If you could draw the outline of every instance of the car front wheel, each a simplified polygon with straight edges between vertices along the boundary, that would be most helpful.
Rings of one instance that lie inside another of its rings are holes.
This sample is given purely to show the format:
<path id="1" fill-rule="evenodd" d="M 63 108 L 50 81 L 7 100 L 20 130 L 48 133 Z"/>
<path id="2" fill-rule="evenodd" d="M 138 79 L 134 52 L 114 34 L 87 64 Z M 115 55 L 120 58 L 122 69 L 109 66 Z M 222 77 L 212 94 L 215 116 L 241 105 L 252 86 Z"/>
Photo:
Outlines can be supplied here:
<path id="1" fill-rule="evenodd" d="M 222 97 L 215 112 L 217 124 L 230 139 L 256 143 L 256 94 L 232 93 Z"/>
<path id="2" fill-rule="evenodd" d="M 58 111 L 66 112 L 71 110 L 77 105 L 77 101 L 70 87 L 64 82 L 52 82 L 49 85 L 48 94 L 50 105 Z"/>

= = = = = = =

Task prompt:
State how many lines of the records above contain the string "that". Give only the number.

Exercise output:
2